Exercises to complete =>
a – Copy from the otoacoustic emissions text the part that opens with the words containing "Transient evoked OAEs appeared" and closes with "equally expressed responses.".
b – List every work cited in the paragraph of the otoacoustic emissions text that opens with "A totally different scenario".
c – Answer these questions from the otoacoustic emissions text:
(i) What are the two main sources of OAEs in the cochlea that the results suggest?
(ii) For a click of 0.6 Pa maximum variation, what was the ratio between model OAEs and input pressure level?
(iii) What name is given in parentheses to the lateral suppression of comparatively smaller BM oscillations at frequencies close to the frequency of dominant oscillations?

A totally different scenario emerged in the presence of slight irregularities of the CA gain profile. In this case the nonlinear model gave measurable spontaneous OAEs (Probst et al. 1991) and stimulus-frequency emissions for near-threshold inputs (Kemp and Brown 1983; Zweig and Shera 1995; Talmadge et al. 1998; Shera and Guinan 1999), as well as transient evoked OAEs, irrespective of middle-ear transfer function characteristics. Remarkably, similar stimulus-frequency emissions were generated also by the linearized version of our model at all input levels. Thus, our results suggest that there are at least two main sources of OAEs in the cochlea: one related to CA gain irregularities and the other to middle-ear characteristics. One of the aims of this article is to show how these two sources can be discriminated.
Transient evoked OAEs
Figure 3 summarizes the main results obtained by simulating transient (click) evoked OAEs. Left panels in Figure 3 show time waveform (Fig. 3a) and Fourier transform amplitude (Fig. 3b) of stapes acceleration following a click filtered through a middle ear with an idealized (smooth) transfer function. Figure 3c, d show the time course of BM spindles. Figure 3e, f show corresponding OAE time course and Fourier transform amplitude, respectively. Figure 3a′–f′ show similar quantities for a click filtered through a middle ear represented by the transfer function displayed in Figure 1c (after Puria and Rosowski 1996). Note that spindles as regular as those shown in Figure 3c, d can be obtained only if the CA gain profile is extremely smooth (as in Fig. 4a). After the initial transients due to signal onset, no transient evoked OAEs are seen in Figure 3e, f. In contrast, the most remarkable response features in Figure 3c′, d′ obtained with the same CA gain profile, are spindle irregularities, persistence of BM oscillations at CFs close to the sharpest frequency peaks of the middle-ear forward transfer function (see Fig. 1c), and transient evoked OAEs (Fig. 3c′, f′) strikingly similar to those well-known to audiologists (Kemp 1978; Probst et al. 1991; Prieve et al. 1996; Robinette and Glattke 2002). Furthermore, the ratio between model OAEs and input pressure level for a click of 0.6 Pa maximum variation was about -40 dB, as found experimentally (see Fig. 2 in Probst 1991).
Transient evoked OAEs appeared to arise as a combination of two main factors, both related to tone-to-tone suppression, which enhanced the irregularity of middle-ear frequency filtering: (1) lateral suppression of comparatively smaller BM oscillations at frequencies close to the frequency of dominant oscillations (winner-takes-all effect) and (2) mutual quenching of BM oscillations associated with a continuum of equally expressed responses.

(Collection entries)
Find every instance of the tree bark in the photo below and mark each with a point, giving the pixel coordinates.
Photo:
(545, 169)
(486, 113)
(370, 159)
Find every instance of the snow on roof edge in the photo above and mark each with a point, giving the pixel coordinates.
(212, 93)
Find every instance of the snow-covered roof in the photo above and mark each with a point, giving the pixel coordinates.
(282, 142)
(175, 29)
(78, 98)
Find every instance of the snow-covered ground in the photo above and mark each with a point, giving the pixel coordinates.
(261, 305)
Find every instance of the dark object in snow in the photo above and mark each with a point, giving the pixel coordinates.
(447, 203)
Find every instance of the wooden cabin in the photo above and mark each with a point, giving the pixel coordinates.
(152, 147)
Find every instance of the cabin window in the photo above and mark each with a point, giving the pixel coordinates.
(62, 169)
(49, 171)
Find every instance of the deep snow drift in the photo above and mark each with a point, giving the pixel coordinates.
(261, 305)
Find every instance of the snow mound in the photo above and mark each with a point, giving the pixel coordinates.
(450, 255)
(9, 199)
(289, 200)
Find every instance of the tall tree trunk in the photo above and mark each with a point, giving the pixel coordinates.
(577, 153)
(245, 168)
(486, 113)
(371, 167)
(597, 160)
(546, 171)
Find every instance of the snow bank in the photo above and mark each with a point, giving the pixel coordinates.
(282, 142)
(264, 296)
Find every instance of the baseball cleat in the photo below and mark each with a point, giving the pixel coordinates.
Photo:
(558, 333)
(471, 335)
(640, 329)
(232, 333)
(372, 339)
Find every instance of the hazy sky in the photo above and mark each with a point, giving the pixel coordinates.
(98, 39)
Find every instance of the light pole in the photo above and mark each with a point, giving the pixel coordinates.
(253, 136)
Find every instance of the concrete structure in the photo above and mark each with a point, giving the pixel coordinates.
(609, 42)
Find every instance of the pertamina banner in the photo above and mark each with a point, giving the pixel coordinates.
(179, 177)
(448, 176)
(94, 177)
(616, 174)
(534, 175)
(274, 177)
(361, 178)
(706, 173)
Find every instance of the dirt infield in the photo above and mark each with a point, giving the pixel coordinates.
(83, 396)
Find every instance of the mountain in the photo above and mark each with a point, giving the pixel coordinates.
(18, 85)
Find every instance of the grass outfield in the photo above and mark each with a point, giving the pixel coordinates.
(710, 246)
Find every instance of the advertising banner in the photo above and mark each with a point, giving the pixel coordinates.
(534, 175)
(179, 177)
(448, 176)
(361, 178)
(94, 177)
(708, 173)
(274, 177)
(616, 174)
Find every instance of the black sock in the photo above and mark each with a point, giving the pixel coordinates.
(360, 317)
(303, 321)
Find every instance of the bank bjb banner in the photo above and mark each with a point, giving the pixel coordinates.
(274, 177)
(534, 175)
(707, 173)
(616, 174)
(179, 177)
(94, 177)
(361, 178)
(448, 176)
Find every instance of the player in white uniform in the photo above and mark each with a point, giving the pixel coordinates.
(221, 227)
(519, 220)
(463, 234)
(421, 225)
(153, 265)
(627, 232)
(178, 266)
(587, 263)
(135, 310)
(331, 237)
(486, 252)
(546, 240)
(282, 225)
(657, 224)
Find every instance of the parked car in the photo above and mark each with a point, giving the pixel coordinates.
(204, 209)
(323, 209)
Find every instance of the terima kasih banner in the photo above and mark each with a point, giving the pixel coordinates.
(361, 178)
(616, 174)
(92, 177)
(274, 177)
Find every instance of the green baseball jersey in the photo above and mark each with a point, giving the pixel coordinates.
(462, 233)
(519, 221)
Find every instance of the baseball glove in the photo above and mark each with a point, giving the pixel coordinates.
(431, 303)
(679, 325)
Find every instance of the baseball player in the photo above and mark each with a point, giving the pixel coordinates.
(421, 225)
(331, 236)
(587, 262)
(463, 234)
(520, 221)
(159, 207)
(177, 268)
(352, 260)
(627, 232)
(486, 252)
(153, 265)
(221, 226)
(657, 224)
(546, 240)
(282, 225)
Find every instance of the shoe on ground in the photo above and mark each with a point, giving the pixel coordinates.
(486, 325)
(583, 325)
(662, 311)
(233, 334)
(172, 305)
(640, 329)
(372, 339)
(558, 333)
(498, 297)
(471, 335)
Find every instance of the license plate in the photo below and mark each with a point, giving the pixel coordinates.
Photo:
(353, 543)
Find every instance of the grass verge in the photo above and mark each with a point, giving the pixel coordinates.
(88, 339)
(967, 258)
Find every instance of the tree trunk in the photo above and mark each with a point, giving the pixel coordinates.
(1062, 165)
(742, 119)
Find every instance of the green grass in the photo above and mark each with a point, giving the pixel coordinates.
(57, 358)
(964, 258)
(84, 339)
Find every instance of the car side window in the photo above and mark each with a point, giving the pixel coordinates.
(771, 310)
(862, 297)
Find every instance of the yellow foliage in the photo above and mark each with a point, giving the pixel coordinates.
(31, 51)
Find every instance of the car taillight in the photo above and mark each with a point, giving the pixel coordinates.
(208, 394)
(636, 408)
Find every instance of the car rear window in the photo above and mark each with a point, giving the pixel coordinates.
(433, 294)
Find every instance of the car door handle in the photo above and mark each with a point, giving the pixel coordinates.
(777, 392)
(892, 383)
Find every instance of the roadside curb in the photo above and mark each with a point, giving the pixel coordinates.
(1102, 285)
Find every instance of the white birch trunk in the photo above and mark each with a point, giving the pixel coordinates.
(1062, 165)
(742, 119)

Outputs in order =>
a –
Transient evoked OAEs appeared to arise as a combination of two main factors, both related to tone-to-tone suppression, which enhanced the irregularity of middle-ear frequency filtering: (1) lateral suppression of comparatively smaller BM oscillations at frequencies close to the frequency of dominant oscillations (winner-takes-all effect) and (2) mutual quenching of BM oscillations associated with a continuum of equally expressed responses.

b –
Probst et al. 1991
Kemp and Brown 1983
Zweig and Shera 1995
Talmadge et al. 1998
Shera and Guinan 1999

c –
(i) One source is related to CA gain irregularities, and the other is related to middle-ear characteristics.
(ii) About -40 dB.
(iii) The winner-takes-all effect.